Supplied records section start
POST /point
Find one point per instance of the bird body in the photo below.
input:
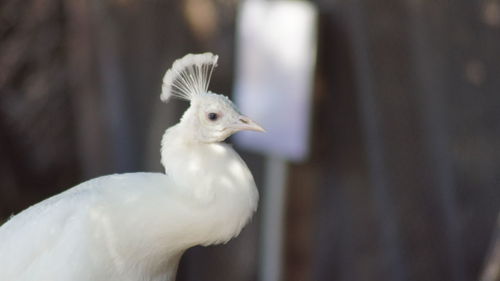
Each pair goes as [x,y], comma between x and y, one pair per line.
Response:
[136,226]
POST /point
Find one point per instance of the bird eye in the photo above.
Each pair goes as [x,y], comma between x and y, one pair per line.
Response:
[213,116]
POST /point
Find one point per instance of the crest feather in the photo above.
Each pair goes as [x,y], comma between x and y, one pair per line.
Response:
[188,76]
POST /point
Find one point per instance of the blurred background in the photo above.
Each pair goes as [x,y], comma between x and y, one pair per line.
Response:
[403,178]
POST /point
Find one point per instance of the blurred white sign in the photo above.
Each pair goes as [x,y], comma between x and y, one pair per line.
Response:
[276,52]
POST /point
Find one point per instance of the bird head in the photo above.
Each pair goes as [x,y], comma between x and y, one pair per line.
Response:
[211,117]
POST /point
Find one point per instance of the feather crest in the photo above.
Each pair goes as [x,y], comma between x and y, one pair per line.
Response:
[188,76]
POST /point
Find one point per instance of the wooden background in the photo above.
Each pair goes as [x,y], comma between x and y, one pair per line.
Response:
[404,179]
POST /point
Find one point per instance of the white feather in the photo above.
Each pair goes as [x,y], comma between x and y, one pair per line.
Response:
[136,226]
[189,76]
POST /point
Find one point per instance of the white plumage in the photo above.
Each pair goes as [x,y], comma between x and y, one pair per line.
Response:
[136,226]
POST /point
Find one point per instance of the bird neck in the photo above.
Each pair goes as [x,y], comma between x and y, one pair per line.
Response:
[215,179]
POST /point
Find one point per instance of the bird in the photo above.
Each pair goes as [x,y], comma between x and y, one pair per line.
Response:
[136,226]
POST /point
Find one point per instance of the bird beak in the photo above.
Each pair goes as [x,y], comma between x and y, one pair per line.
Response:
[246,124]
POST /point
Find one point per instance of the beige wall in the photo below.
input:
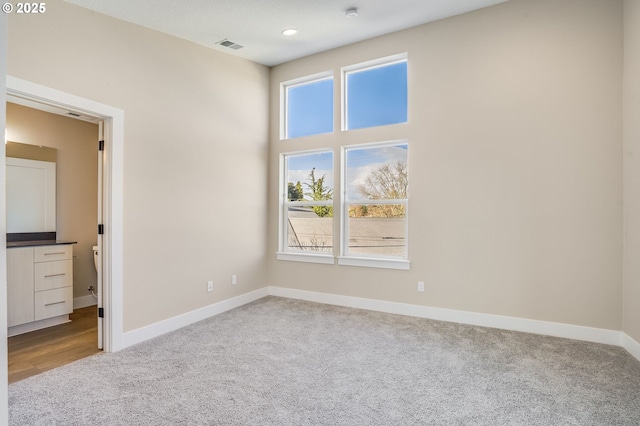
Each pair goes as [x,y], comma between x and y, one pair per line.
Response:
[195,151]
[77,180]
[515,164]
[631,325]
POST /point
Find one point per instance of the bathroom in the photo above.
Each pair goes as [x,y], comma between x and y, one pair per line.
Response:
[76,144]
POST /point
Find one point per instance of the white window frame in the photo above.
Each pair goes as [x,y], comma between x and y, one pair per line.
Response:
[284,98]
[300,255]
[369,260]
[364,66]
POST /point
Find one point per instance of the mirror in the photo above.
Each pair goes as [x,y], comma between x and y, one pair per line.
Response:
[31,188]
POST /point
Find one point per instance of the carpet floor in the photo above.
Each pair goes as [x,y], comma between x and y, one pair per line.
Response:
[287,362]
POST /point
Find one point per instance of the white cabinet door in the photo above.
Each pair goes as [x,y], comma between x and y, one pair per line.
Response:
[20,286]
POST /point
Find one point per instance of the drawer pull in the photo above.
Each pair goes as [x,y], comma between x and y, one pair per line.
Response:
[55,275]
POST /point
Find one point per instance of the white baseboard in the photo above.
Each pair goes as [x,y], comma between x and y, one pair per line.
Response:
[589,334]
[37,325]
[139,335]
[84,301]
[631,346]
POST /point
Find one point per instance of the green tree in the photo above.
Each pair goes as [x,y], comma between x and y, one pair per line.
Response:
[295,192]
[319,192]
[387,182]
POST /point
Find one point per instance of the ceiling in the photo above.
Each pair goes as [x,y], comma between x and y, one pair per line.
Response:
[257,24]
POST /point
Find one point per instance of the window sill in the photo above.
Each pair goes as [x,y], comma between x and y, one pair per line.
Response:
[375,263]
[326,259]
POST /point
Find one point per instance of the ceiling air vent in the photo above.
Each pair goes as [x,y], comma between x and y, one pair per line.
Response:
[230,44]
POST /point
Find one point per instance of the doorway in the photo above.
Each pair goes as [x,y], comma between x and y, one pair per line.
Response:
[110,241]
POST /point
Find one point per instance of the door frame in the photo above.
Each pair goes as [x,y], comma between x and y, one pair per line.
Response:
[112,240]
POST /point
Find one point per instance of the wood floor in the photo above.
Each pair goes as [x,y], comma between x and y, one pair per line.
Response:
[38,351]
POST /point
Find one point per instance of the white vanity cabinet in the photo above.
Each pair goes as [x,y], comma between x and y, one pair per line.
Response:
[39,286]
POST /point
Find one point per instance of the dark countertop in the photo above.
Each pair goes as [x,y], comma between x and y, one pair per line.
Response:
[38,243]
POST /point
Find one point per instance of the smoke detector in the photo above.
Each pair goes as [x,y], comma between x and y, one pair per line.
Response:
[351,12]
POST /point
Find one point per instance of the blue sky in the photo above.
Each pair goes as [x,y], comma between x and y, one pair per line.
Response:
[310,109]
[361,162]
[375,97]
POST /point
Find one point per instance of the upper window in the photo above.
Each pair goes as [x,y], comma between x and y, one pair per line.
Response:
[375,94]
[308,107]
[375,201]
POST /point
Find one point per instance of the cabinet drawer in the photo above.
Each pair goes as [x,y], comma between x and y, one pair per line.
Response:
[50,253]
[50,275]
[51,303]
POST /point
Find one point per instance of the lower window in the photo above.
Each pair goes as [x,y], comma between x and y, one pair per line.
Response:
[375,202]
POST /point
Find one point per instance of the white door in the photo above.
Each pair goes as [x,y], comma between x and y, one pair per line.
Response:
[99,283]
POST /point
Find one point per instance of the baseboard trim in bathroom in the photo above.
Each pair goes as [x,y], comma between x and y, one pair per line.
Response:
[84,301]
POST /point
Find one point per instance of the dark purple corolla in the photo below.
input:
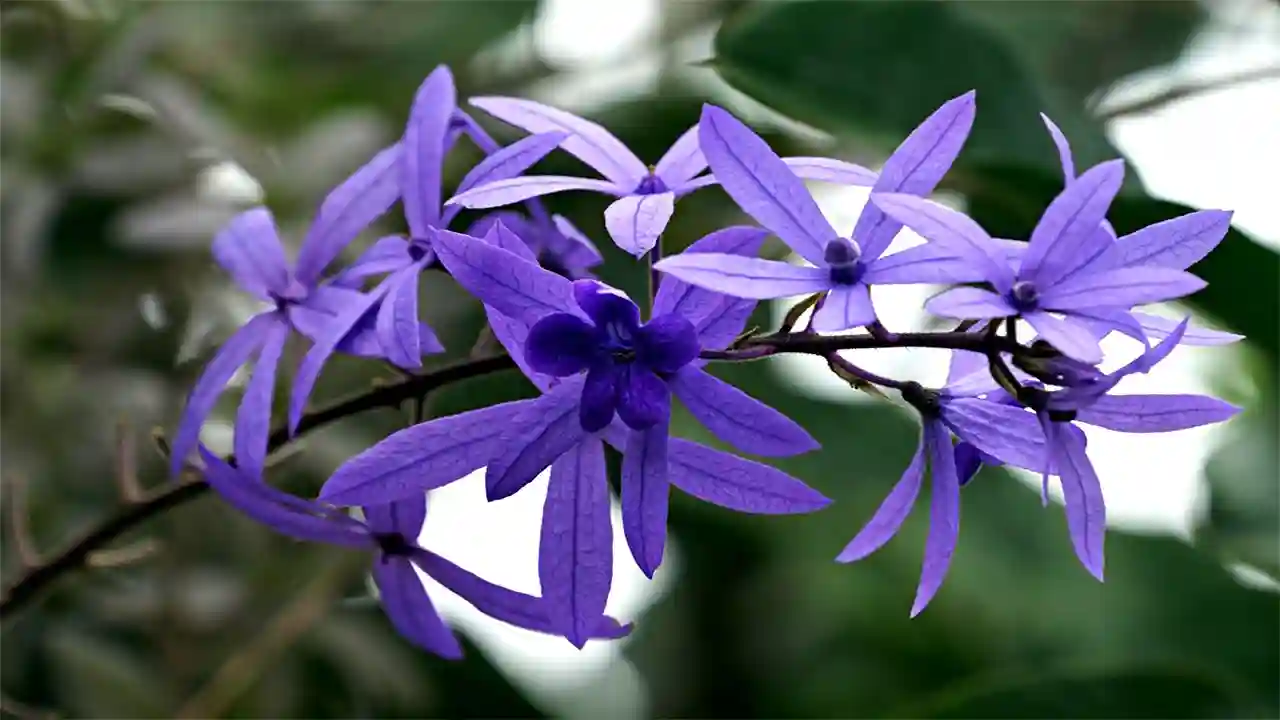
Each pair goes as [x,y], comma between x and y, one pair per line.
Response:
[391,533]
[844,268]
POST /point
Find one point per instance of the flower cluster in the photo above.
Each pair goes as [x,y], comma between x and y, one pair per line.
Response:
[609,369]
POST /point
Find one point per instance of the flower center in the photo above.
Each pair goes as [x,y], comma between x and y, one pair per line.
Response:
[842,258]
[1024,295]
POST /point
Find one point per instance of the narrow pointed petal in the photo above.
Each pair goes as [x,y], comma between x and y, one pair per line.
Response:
Supplied records section end
- _Task item_: Exactly how many lines in the data above hold "background"? State that number only.

- _Task solution_: 2